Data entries
________________
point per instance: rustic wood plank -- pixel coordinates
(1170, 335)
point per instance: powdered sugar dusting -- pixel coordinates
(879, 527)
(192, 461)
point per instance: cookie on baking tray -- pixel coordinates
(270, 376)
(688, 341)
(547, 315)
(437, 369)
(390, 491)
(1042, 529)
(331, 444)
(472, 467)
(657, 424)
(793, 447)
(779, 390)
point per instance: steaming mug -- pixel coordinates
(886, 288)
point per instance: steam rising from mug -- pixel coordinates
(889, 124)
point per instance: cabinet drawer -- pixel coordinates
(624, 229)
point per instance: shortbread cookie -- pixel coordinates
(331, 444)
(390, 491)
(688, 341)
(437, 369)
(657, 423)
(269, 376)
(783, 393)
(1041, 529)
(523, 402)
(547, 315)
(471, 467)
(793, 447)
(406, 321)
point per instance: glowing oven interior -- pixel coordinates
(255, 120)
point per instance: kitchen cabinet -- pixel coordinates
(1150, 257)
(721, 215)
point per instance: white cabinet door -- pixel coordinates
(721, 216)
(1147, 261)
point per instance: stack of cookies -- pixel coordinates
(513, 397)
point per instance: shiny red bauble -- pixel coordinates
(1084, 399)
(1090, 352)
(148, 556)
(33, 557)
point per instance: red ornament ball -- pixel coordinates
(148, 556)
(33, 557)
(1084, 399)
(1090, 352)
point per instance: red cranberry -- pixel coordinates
________________
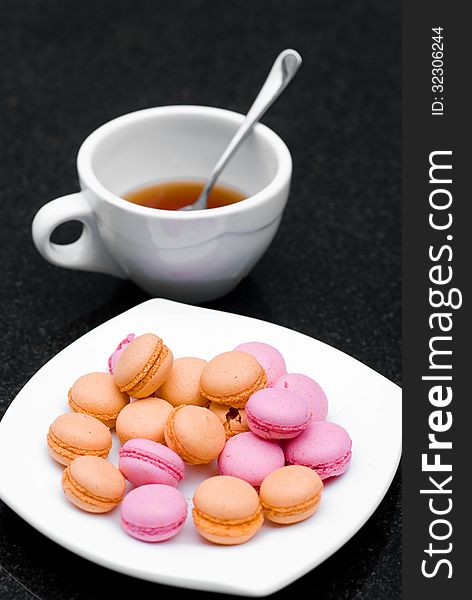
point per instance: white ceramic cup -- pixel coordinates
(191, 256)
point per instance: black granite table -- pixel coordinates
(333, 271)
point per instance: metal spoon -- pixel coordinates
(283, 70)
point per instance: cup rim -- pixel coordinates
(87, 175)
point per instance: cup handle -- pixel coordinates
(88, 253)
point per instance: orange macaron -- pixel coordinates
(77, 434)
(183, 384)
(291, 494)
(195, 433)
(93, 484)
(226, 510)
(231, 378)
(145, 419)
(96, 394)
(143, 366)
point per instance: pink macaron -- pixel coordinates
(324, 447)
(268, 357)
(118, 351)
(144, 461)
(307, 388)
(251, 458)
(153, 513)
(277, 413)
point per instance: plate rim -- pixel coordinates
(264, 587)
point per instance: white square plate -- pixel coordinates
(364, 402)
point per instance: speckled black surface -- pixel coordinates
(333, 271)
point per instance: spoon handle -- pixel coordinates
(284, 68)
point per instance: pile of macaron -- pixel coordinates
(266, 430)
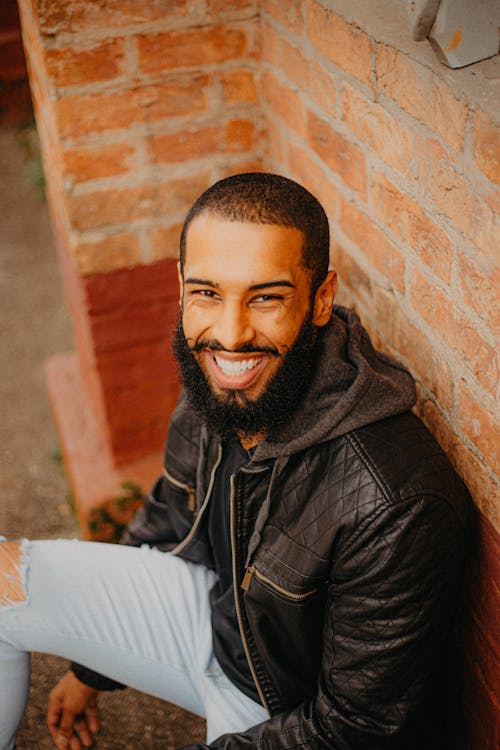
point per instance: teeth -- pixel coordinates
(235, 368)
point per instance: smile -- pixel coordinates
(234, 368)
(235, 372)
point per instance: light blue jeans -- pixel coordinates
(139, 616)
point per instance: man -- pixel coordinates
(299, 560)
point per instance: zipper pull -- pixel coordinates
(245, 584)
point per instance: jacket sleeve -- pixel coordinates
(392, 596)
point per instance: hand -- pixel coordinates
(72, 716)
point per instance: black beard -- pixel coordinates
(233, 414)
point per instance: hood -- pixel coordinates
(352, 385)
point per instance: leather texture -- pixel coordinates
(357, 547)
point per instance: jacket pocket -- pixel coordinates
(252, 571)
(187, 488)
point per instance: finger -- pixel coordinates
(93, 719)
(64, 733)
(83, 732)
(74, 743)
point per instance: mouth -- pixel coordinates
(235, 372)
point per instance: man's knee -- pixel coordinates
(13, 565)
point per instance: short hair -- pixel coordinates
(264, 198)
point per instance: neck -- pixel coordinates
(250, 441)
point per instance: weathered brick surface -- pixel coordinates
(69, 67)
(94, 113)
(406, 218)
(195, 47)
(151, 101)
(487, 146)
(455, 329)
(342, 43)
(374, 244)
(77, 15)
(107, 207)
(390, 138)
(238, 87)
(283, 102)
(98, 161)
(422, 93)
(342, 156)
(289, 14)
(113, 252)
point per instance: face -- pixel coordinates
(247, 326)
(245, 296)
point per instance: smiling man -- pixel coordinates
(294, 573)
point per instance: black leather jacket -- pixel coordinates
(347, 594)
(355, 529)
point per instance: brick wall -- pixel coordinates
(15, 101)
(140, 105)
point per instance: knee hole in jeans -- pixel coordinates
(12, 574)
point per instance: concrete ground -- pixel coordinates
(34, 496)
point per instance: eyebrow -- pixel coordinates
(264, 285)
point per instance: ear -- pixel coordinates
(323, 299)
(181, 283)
________________
▶ _TASK STATEMENT_:
In the entries above, the lines between the one holding "point per instance: shortbread" and the one holding "point per instance: red cranberry", inclusive, are to be printed exactly as written, and those alone.

▶ _EXPECTED ANSWER_:
point per instance: shortbread cookie -- pixel coordinates
(331, 444)
(390, 491)
(688, 341)
(437, 369)
(657, 423)
(269, 376)
(783, 393)
(1041, 529)
(523, 402)
(547, 315)
(471, 467)
(793, 447)
(406, 321)
point per instance: glowing oven interior -- pixel coordinates
(255, 120)
point per instance: kitchen cabinet -- pixel coordinates
(1150, 257)
(721, 215)
point per instance: white cabinet door -- pixel coordinates
(721, 216)
(1147, 261)
point per instance: stack of cookies -- pixel coordinates
(513, 397)
point per instance: shiny red bauble -- pixel coordinates
(1084, 399)
(1090, 352)
(148, 556)
(33, 557)
point per instance: red ornament ball -- pixel coordinates
(148, 556)
(33, 557)
(1084, 399)
(1090, 352)
point per instance: red cranberry -- pixel coordinates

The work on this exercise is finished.